### Stored data ###

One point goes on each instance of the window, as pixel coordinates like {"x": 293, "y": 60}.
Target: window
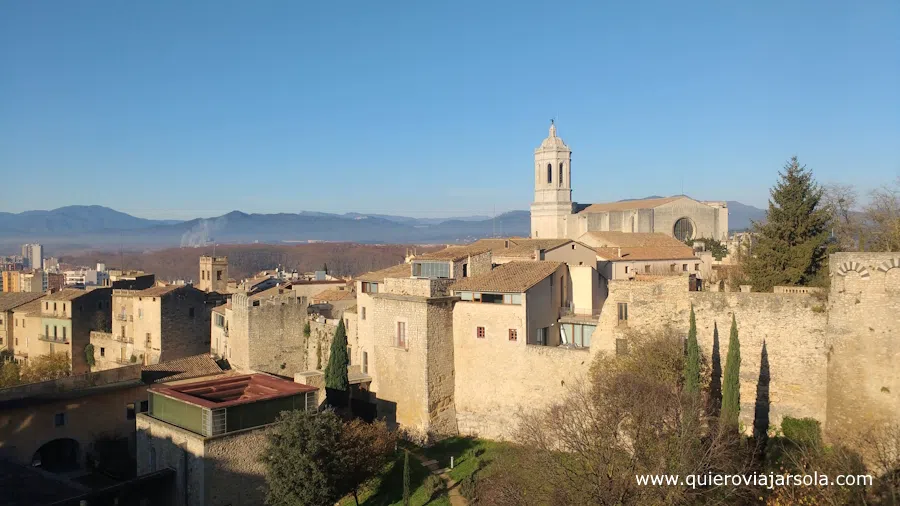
{"x": 623, "y": 312}
{"x": 401, "y": 335}
{"x": 683, "y": 230}
{"x": 576, "y": 334}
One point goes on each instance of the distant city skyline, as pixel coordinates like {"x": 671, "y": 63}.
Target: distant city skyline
{"x": 178, "y": 111}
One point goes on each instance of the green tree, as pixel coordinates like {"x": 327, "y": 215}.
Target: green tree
{"x": 731, "y": 383}
{"x": 336, "y": 370}
{"x": 89, "y": 355}
{"x": 304, "y": 465}
{"x": 791, "y": 247}
{"x": 406, "y": 478}
{"x": 367, "y": 448}
{"x": 692, "y": 362}
{"x": 9, "y": 374}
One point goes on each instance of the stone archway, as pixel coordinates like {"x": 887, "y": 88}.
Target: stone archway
{"x": 58, "y": 455}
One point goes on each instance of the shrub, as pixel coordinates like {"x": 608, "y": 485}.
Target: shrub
{"x": 802, "y": 431}
{"x": 468, "y": 488}
{"x": 433, "y": 486}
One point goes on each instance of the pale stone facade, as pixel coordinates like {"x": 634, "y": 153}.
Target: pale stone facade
{"x": 554, "y": 215}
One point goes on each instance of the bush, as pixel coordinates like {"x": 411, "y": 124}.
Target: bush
{"x": 468, "y": 488}
{"x": 802, "y": 431}
{"x": 433, "y": 486}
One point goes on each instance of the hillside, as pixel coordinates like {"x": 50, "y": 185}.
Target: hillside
{"x": 244, "y": 260}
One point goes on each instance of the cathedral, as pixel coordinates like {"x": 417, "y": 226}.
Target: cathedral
{"x": 555, "y": 216}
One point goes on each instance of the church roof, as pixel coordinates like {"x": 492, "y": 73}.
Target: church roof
{"x": 552, "y": 141}
{"x": 630, "y": 205}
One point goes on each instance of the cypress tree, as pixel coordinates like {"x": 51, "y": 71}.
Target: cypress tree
{"x": 791, "y": 245}
{"x": 731, "y": 384}
{"x": 692, "y": 361}
{"x": 336, "y": 370}
{"x": 406, "y": 478}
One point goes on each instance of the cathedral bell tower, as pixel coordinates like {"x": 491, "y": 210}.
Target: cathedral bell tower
{"x": 552, "y": 206}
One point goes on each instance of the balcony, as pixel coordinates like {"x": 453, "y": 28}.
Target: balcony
{"x": 52, "y": 339}
{"x": 579, "y": 314}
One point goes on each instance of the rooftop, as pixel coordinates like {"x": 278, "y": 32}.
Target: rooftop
{"x": 646, "y": 253}
{"x": 66, "y": 294}
{"x": 513, "y": 277}
{"x": 13, "y": 300}
{"x": 454, "y": 253}
{"x": 397, "y": 271}
{"x": 232, "y": 391}
{"x": 334, "y": 295}
{"x": 630, "y": 240}
{"x": 31, "y": 308}
{"x": 181, "y": 369}
{"x": 630, "y": 205}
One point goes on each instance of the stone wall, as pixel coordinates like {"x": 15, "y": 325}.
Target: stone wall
{"x": 863, "y": 342}
{"x": 789, "y": 325}
{"x": 233, "y": 474}
{"x": 497, "y": 378}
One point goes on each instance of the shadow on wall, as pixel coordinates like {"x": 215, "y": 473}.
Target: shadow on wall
{"x": 761, "y": 415}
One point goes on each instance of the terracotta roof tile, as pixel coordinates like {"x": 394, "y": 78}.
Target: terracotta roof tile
{"x": 646, "y": 253}
{"x": 629, "y": 205}
{"x": 512, "y": 277}
{"x": 182, "y": 368}
{"x": 334, "y": 295}
{"x": 397, "y": 271}
{"x": 454, "y": 253}
{"x": 630, "y": 240}
{"x": 13, "y": 300}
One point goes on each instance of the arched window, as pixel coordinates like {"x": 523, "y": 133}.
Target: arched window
{"x": 684, "y": 230}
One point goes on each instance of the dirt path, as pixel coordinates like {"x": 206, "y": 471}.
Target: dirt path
{"x": 456, "y": 499}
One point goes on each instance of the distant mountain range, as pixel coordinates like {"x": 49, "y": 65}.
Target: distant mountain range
{"x": 97, "y": 226}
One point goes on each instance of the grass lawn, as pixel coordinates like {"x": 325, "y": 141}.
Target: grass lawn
{"x": 470, "y": 455}
{"x": 388, "y": 488}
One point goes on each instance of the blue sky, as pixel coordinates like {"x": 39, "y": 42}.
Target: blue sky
{"x": 173, "y": 109}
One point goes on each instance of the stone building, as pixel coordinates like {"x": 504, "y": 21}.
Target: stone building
{"x": 9, "y": 302}
{"x": 262, "y": 332}
{"x": 554, "y": 215}
{"x": 213, "y": 274}
{"x": 154, "y": 325}
{"x": 54, "y": 424}
{"x": 67, "y": 319}
{"x": 211, "y": 431}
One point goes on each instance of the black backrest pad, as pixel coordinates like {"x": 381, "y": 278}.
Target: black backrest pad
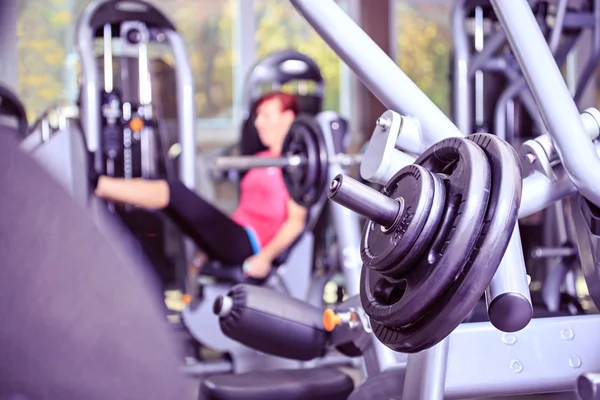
{"x": 79, "y": 318}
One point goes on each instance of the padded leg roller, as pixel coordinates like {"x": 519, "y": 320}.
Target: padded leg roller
{"x": 272, "y": 322}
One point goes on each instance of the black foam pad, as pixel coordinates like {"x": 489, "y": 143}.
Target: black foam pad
{"x": 299, "y": 384}
{"x": 275, "y": 323}
{"x": 80, "y": 316}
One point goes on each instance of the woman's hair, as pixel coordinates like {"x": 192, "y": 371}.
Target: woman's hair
{"x": 287, "y": 101}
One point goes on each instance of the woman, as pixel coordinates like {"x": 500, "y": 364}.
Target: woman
{"x": 267, "y": 220}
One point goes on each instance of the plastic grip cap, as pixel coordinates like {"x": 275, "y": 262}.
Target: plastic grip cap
{"x": 136, "y": 124}
{"x": 331, "y": 320}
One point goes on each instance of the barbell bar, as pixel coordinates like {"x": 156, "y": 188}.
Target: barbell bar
{"x": 244, "y": 163}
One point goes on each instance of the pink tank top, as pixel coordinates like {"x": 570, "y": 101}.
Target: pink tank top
{"x": 263, "y": 202}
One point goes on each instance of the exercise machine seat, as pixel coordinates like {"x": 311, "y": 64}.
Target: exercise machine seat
{"x": 297, "y": 384}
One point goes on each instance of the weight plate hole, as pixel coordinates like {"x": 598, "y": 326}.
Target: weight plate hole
{"x": 444, "y": 231}
{"x": 450, "y": 168}
{"x": 387, "y": 293}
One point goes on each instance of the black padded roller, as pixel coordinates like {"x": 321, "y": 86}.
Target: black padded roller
{"x": 272, "y": 322}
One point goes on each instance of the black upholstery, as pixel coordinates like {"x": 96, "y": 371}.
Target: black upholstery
{"x": 299, "y": 384}
{"x": 274, "y": 323}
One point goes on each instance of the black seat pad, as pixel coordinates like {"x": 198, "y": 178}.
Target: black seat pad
{"x": 297, "y": 384}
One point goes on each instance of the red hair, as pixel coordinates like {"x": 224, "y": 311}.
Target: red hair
{"x": 288, "y": 102}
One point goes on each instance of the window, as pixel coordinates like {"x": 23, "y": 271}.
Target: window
{"x": 423, "y": 46}
{"x": 46, "y": 33}
{"x": 279, "y": 26}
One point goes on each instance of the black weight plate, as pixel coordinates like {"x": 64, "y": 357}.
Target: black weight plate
{"x": 383, "y": 249}
{"x": 464, "y": 293}
{"x": 306, "y": 182}
{"x": 467, "y": 190}
{"x": 428, "y": 232}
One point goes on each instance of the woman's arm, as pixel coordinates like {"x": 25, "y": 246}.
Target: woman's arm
{"x": 259, "y": 265}
{"x": 149, "y": 194}
{"x": 289, "y": 231}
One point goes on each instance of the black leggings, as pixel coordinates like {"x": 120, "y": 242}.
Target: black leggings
{"x": 217, "y": 235}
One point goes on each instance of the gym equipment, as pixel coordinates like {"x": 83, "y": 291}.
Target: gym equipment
{"x": 563, "y": 345}
{"x": 83, "y": 303}
{"x": 13, "y": 113}
{"x": 294, "y": 277}
{"x": 271, "y": 73}
{"x": 491, "y": 94}
{"x": 270, "y": 321}
{"x": 120, "y": 122}
{"x": 427, "y": 257}
{"x": 304, "y": 162}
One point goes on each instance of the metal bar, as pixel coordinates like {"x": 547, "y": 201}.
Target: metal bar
{"x": 547, "y": 252}
{"x": 461, "y": 93}
{"x": 90, "y": 98}
{"x": 552, "y": 95}
{"x": 539, "y": 191}
{"x": 244, "y": 163}
{"x": 108, "y": 60}
{"x": 508, "y": 298}
{"x": 346, "y": 222}
{"x": 545, "y": 357}
{"x": 426, "y": 373}
{"x": 364, "y": 200}
{"x": 374, "y": 68}
{"x": 186, "y": 110}
{"x": 493, "y": 44}
{"x": 245, "y": 47}
{"x": 594, "y": 56}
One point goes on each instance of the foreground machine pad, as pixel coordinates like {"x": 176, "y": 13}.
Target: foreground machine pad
{"x": 299, "y": 384}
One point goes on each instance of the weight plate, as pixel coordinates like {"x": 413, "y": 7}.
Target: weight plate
{"x": 466, "y": 290}
{"x": 428, "y": 232}
{"x": 411, "y": 295}
{"x": 383, "y": 248}
{"x": 306, "y": 182}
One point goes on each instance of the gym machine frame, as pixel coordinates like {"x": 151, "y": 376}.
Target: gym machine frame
{"x": 527, "y": 370}
{"x": 90, "y": 99}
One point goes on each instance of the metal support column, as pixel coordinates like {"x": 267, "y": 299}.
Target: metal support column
{"x": 8, "y": 42}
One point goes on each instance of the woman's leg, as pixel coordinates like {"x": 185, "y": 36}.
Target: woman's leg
{"x": 216, "y": 234}
{"x": 149, "y": 194}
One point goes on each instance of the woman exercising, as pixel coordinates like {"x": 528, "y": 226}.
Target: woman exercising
{"x": 267, "y": 220}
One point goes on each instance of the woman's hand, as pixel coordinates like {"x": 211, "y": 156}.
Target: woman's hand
{"x": 257, "y": 266}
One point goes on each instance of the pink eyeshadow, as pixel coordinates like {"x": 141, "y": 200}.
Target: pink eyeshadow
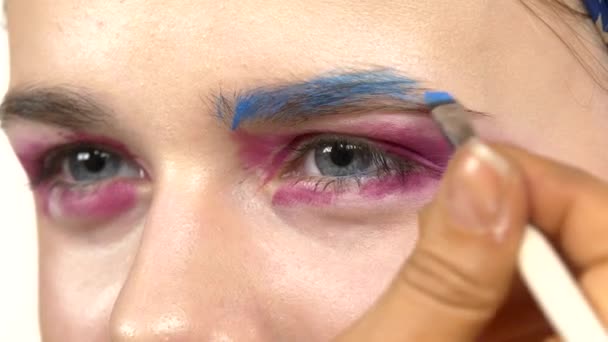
{"x": 292, "y": 195}
{"x": 103, "y": 202}
{"x": 256, "y": 150}
{"x": 373, "y": 189}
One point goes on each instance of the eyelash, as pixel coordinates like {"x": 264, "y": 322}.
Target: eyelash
{"x": 385, "y": 163}
{"x": 49, "y": 163}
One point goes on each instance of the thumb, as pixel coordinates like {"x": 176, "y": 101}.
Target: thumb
{"x": 461, "y": 270}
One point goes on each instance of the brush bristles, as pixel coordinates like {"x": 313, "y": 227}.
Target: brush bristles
{"x": 454, "y": 123}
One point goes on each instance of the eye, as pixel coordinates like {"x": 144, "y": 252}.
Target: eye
{"x": 339, "y": 158}
{"x": 335, "y": 157}
{"x": 82, "y": 165}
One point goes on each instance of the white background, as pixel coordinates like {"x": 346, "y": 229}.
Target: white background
{"x": 18, "y": 253}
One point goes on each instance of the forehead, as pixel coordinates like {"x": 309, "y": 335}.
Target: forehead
{"x": 130, "y": 37}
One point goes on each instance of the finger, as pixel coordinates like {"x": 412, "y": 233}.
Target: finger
{"x": 571, "y": 207}
{"x": 460, "y": 271}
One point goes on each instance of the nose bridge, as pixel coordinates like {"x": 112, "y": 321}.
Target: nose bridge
{"x": 187, "y": 282}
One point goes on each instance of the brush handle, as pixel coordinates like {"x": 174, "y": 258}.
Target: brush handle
{"x": 556, "y": 291}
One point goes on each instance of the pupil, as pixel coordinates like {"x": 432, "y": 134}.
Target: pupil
{"x": 342, "y": 154}
{"x": 93, "y": 160}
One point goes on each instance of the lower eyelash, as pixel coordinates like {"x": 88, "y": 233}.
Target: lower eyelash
{"x": 343, "y": 184}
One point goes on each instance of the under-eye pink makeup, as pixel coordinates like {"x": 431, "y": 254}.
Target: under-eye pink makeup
{"x": 100, "y": 202}
{"x": 405, "y": 153}
{"x": 77, "y": 176}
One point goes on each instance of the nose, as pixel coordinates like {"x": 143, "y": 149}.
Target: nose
{"x": 188, "y": 281}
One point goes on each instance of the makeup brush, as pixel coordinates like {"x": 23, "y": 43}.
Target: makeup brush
{"x": 545, "y": 274}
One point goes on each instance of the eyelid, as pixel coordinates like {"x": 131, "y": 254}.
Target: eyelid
{"x": 50, "y": 161}
{"x": 304, "y": 144}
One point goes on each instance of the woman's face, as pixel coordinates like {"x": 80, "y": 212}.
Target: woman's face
{"x": 159, "y": 221}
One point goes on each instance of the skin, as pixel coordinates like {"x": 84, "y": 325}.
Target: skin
{"x": 203, "y": 256}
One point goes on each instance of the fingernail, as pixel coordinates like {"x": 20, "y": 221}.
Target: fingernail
{"x": 476, "y": 189}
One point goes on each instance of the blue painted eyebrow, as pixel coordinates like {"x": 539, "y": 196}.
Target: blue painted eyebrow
{"x": 326, "y": 94}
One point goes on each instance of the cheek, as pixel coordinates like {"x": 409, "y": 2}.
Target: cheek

###

> **Written exercise**:
Rename "pixel coordinates" to "image coordinates" throughout the lines from the line containing "One point goes on each instance of the nose bridge, as" through the last line, and give back only those lines with nothing else altered.

> **Response below**:
One point goes on each instance of the nose bridge, as image coordinates like {"x": 112, "y": 321}.
Target: nose bridge
{"x": 187, "y": 282}
One point goes on each instance of the brush handle, as image coordinates like {"x": 174, "y": 258}.
Target: brush handle
{"x": 556, "y": 291}
One point goes on each instance of the pupil, as image coordinates like {"x": 432, "y": 134}.
Target: pupil
{"x": 342, "y": 154}
{"x": 93, "y": 160}
One point goes on each instance of the lower eyelash, as image coordinates like {"x": 88, "y": 233}.
Target: lower eyelash
{"x": 343, "y": 184}
One point goes on each instance of the under-eye pink makeup, as image coordinates like {"x": 431, "y": 254}.
Target: under-eye pink makeup
{"x": 100, "y": 202}
{"x": 405, "y": 153}
{"x": 77, "y": 176}
One point goes on each instance of the nose, as image coordinates like {"x": 143, "y": 149}.
Target: nose
{"x": 188, "y": 281}
One point goes on each instance of the makeup brush, as image coordinates like {"x": 23, "y": 43}.
Target: makeup brush
{"x": 545, "y": 274}
One point goes on each instance of the eyelid, as image coordinates like {"x": 131, "y": 254}.
Target: eyelid
{"x": 50, "y": 161}
{"x": 304, "y": 144}
One point goes on each instance of the woman's face, as image coordinates like {"x": 80, "y": 212}.
Target: woman's face
{"x": 159, "y": 221}
One point goes on each instance of the skin, as image coordinates like {"x": 84, "y": 325}.
Target: skin
{"x": 203, "y": 256}
One point goes on each instance of the fingernail, as image coordinates like {"x": 20, "y": 221}.
Target: fingernail
{"x": 476, "y": 189}
One point goes on each instance of the blue painted eyebrow, as image coordinates like {"x": 539, "y": 196}.
Target: blue painted eyebrow
{"x": 326, "y": 94}
One point goes on each instance of the cheek, as image coordinates like {"x": 409, "y": 2}.
Target: cheek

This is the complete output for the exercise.